→ **Task brief**
Copy out every line of the records below, including the labeling requests, but add 126 to each bounding box coordinate in the answers. Leave out the pictures.

-- start The input --

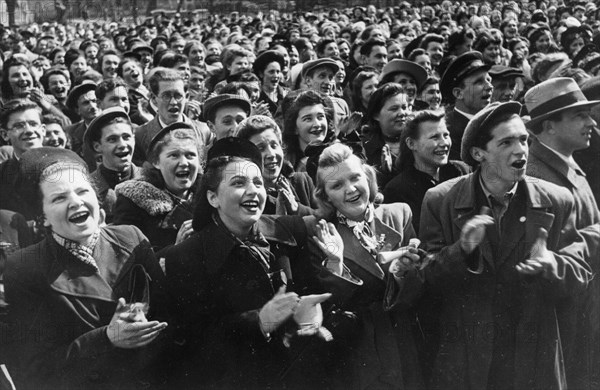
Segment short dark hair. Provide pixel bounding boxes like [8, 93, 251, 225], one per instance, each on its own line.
[0, 99, 42, 129]
[396, 110, 446, 172]
[360, 38, 387, 56]
[96, 77, 127, 101]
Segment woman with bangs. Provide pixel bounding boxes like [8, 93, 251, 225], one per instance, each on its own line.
[164, 137, 330, 389]
[2, 147, 167, 389]
[282, 91, 335, 172]
[237, 115, 317, 215]
[113, 122, 202, 251]
[304, 143, 424, 389]
[363, 83, 412, 188]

-- end The input --

→ **Problem solution**
Segment short dark hair. Provide pixel bounding boxes like [8, 93, 251, 225], one per instance, each on its own line.
[126, 225, 168, 255]
[522, 236, 572, 298]
[486, 164, 513, 182]
[222, 203, 253, 227]
Segment woman with bangs. Provide pixel bounding boxes like [8, 93, 251, 225], one per instance, each on its own line.
[290, 263, 456, 515]
[128, 273, 293, 515]
[408, 217, 461, 298]
[363, 241, 443, 341]
[239, 248, 328, 377]
[430, 269, 550, 515]
[489, 209, 538, 314]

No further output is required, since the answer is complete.